> **Task item**: Would you mind restating all of the records word for word, skipping the pictures?

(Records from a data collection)
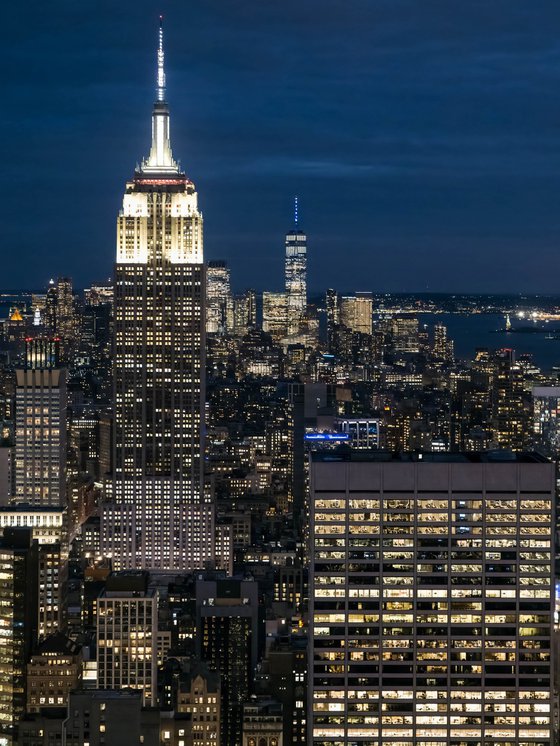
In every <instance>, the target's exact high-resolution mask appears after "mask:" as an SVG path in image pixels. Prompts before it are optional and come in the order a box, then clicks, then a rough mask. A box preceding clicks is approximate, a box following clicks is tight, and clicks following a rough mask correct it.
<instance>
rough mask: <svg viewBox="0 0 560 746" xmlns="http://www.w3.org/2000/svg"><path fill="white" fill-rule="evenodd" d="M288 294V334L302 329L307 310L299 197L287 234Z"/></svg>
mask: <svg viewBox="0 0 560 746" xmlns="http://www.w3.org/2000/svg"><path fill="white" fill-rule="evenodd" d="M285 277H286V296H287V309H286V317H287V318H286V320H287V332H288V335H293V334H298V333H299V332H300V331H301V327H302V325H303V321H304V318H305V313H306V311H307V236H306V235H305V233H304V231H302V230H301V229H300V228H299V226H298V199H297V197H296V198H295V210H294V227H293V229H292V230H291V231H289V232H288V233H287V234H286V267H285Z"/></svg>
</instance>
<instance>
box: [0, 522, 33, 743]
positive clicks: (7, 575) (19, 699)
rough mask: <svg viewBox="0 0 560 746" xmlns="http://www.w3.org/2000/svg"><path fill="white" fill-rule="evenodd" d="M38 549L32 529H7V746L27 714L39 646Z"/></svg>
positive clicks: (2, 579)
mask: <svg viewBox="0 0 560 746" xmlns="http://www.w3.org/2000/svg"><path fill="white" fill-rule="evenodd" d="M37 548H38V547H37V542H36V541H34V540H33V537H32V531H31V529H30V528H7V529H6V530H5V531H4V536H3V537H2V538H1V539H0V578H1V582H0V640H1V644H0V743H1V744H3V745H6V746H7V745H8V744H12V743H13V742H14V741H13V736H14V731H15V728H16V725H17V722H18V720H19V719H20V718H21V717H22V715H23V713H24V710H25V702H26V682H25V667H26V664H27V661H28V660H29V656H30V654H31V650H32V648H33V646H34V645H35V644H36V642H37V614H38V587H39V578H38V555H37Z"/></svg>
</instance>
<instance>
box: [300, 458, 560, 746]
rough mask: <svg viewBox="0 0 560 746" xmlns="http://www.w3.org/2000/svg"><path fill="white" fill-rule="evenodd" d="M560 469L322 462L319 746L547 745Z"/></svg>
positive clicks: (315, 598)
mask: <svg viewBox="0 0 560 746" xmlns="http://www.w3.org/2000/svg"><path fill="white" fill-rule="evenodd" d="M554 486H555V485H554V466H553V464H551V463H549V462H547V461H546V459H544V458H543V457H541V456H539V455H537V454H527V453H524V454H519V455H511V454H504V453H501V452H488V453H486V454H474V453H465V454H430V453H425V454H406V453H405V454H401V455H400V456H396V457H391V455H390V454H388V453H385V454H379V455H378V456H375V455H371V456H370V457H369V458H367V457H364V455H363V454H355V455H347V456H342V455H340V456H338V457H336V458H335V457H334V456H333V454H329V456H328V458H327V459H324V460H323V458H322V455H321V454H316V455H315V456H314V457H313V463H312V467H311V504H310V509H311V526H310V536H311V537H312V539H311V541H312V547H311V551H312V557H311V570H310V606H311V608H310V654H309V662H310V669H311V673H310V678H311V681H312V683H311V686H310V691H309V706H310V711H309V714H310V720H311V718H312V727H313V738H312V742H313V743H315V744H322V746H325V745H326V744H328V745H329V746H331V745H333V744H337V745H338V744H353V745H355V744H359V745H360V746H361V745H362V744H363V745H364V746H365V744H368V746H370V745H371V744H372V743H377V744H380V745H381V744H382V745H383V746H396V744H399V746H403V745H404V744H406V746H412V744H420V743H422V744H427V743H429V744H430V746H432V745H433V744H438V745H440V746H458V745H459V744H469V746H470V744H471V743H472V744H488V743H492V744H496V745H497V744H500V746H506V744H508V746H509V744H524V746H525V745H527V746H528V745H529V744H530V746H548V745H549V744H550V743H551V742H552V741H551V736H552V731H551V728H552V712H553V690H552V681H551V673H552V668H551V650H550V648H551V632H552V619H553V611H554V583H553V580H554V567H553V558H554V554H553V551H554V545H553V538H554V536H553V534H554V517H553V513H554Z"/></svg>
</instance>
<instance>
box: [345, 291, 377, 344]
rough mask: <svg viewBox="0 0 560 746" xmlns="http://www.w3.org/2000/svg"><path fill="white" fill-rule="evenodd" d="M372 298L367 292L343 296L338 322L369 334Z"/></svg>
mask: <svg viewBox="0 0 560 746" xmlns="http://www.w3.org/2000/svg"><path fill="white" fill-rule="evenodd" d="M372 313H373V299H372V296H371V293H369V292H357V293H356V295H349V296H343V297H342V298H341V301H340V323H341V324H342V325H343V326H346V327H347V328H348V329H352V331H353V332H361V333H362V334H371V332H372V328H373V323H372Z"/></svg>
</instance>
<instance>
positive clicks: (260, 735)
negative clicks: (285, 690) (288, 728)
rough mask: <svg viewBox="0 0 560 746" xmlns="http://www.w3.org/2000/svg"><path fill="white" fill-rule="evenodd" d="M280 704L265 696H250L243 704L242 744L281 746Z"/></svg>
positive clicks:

> **Written response**:
In every <instance>, the target's exact high-resolution mask appears after "mask:" as an SVG path in image pixels. Prompts before it are optional and come in the order a box, then clicks, then a rough mask. A box preceding clicks is approximate, a box following clicks is tight, and clicks following a rough mask correct it.
<instance>
rough mask: <svg viewBox="0 0 560 746" xmlns="http://www.w3.org/2000/svg"><path fill="white" fill-rule="evenodd" d="M288 294V334L302 329L307 310L299 197L287 234Z"/></svg>
mask: <svg viewBox="0 0 560 746" xmlns="http://www.w3.org/2000/svg"><path fill="white" fill-rule="evenodd" d="M285 277H286V296H287V309H286V317H287V318H286V320H287V332H288V335H293V334H298V333H299V332H300V331H301V327H302V325H303V321H304V318H305V313H306V311H307V236H306V235H305V233H304V231H302V230H301V229H300V228H299V226H298V199H297V197H296V198H295V210H294V227H293V229H292V230H291V231H289V232H288V233H287V234H286V267H285Z"/></svg>
</instance>
<instance>
box: [0, 522, 33, 743]
positive clicks: (7, 575) (19, 699)
rough mask: <svg viewBox="0 0 560 746" xmlns="http://www.w3.org/2000/svg"><path fill="white" fill-rule="evenodd" d="M38 549L32 529H7V746L27 714L39 646Z"/></svg>
positive clicks: (2, 579)
mask: <svg viewBox="0 0 560 746" xmlns="http://www.w3.org/2000/svg"><path fill="white" fill-rule="evenodd" d="M37 548H38V547H37V542H36V541H34V540H33V537H32V531H31V529H30V528H7V529H6V530H5V531H4V536H3V537H2V538H1V539H0V578H1V582H0V640H1V644H0V743H1V744H3V745H6V746H7V745H8V744H12V743H13V742H14V741H13V736H14V731H15V728H16V725H17V722H18V720H19V719H20V718H21V717H22V715H23V713H24V710H25V702H26V682H25V667H26V664H27V661H28V660H29V656H30V654H31V650H32V648H33V646H34V645H35V644H36V642H37V614H38V587H39V578H38V555H37Z"/></svg>
</instance>
<instance>
box: [300, 458, 560, 746]
rough mask: <svg viewBox="0 0 560 746" xmlns="http://www.w3.org/2000/svg"><path fill="white" fill-rule="evenodd" d="M560 469L322 462L319 746L547 745Z"/></svg>
positive clicks: (315, 598)
mask: <svg viewBox="0 0 560 746" xmlns="http://www.w3.org/2000/svg"><path fill="white" fill-rule="evenodd" d="M554 486H555V485H554V466H553V464H551V463H549V462H547V461H546V459H544V458H543V457H541V456H539V455H537V454H527V453H524V454H519V455H511V454H504V453H501V452H488V453H486V454H474V453H465V454H430V453H425V454H406V453H405V454H401V455H400V456H396V457H391V455H390V454H388V453H385V454H379V455H378V456H375V455H371V456H370V457H369V458H367V457H364V455H363V454H355V455H347V456H342V455H340V456H338V457H336V458H335V457H334V456H333V454H329V456H328V458H327V459H324V460H323V458H322V455H321V454H316V455H315V456H314V457H313V463H312V467H311V504H310V509H311V526H310V536H311V537H312V539H311V541H312V547H311V551H312V557H311V570H310V606H311V608H310V654H309V662H310V669H311V673H310V678H311V681H312V683H311V686H310V691H309V706H310V711H309V714H310V720H311V718H312V727H313V738H312V742H313V743H315V744H322V746H325V745H326V744H328V745H329V746H331V745H333V744H337V745H338V744H353V745H355V744H359V745H360V746H361V745H362V744H363V745H364V746H365V744H368V746H370V745H371V744H372V743H377V744H380V745H381V744H382V745H383V746H396V744H399V746H403V745H404V744H406V746H412V744H420V743H422V744H427V743H429V744H430V746H432V745H433V744H438V745H440V746H458V745H459V744H469V746H470V744H471V743H472V744H488V743H492V744H496V745H497V744H500V746H506V744H508V746H509V744H524V746H525V745H527V746H528V745H529V744H530V746H548V745H549V744H550V743H551V742H552V741H551V736H552V731H551V728H552V712H553V690H552V681H551V673H552V668H551V650H550V648H551V632H552V619H553V611H554V583H553V580H554V567H553V558H554V554H553V551H554V545H553V538H554V536H553V534H554V517H553V513H554Z"/></svg>
</instance>
<instance>
box: [345, 291, 377, 344]
rough mask: <svg viewBox="0 0 560 746" xmlns="http://www.w3.org/2000/svg"><path fill="white" fill-rule="evenodd" d="M372 298L367 292L343 296L338 322L369 334Z"/></svg>
mask: <svg viewBox="0 0 560 746" xmlns="http://www.w3.org/2000/svg"><path fill="white" fill-rule="evenodd" d="M372 313H373V299H372V296H371V293H369V292H357V293H356V295H349V296H343V297H342V298H341V301H340V323H341V324H342V325H343V326H346V327H347V328H348V329H352V331H353V332H361V333H362V334H371V332H372V328H373V323H372Z"/></svg>
</instance>
<instance>
positive clicks: (260, 735)
negative clicks: (285, 690) (288, 728)
rough mask: <svg viewBox="0 0 560 746" xmlns="http://www.w3.org/2000/svg"><path fill="white" fill-rule="evenodd" d="M280 704L265 696H250L243 704L242 744L281 746Z"/></svg>
positive clicks:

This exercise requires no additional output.